Arrivano i primi segnali positivi da un vaccino a Rna messaggero personalizzato contro la forma più diffusa e aggressiva di cancro al pancreas, nota come adenocarcinoma duttale pancreatico: nella sperimentazione clinica di fase I ha provocato un aumento della risposta immunitaria dei pazienti e ha ritardato la recidiva, quando usato in combinazione con altri trattamenti.


 

Il vaccino terapeutico, messo a punto in uno studio pubblicato sulla rivista Nature e guidato dal Centro per il cancro Memorial Sloan Kettering di New York, è cucito su misura su ogni individuo, in quanto basato sulle specifiche proteine prodotte da ciascuno.

 

L’adenocarcinoma duttale pancreatico è la forma più diffusa di tumore al pancreas.


 

È una patologia molto aggressiva, con tassi di sopravvivenza molto bassi e una prognosi di solito inferiore ai 5 anni: una combinazione di terapie chirurgiche e di altro tipo possono ritardare un po’ la recidiva, ma con scarse percentuali di successo.
···
## Compito da svolgere
Riprendi il brano sul vaccino a Rna messaggero contro il cancro al pancreas e prosegui dopo la sua ultima frase. Le righe riportate più sotto non hanno alcun ruolo in questo.

## Sezione dei dati
···
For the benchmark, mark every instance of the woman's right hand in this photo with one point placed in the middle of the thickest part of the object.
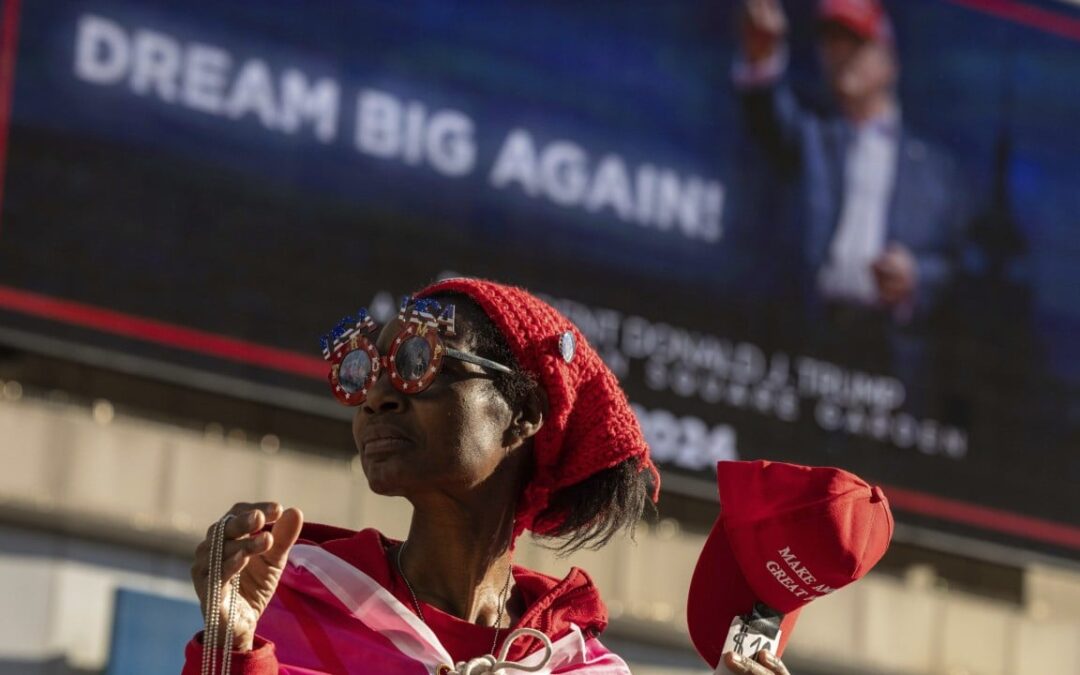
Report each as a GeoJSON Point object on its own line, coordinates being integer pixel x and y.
···
## La risposta
Tuttavia, studi recenti hanno mostrato che la maggior parte dei pazienti affetti da questa tipologia di cancro presenta elevati livelli di antigeni nuovi, cioè proteine situate sulla superficie delle cellule che emergono sui tumori in seguito a mutazioni del Dna. Queste proteine, quindi, possono diventare il bersaglio di terapie vaccinali personalizzate, con l’obiettivo di migliorare l’esito delle cure.

 

È questa la strada tentata dai ricercatori guidati da Luis Rojas e Zachary Sethna, che hanno somministrato a 16 pazienti il loro vaccino a mRna insieme a chemioterapia e immunoterapia, avviando un trial clinico di fase I.

 

Lo scopo di questa fase della sperimentazione è soprattutto quello di studiare la sicurezza del farmaco e la presenza di eventuali effetti collaterali: per questo solitamente i partecipanti sono soggetti sani, ma in questo caso gli autori dello studio hanno coinvolto persone già malate.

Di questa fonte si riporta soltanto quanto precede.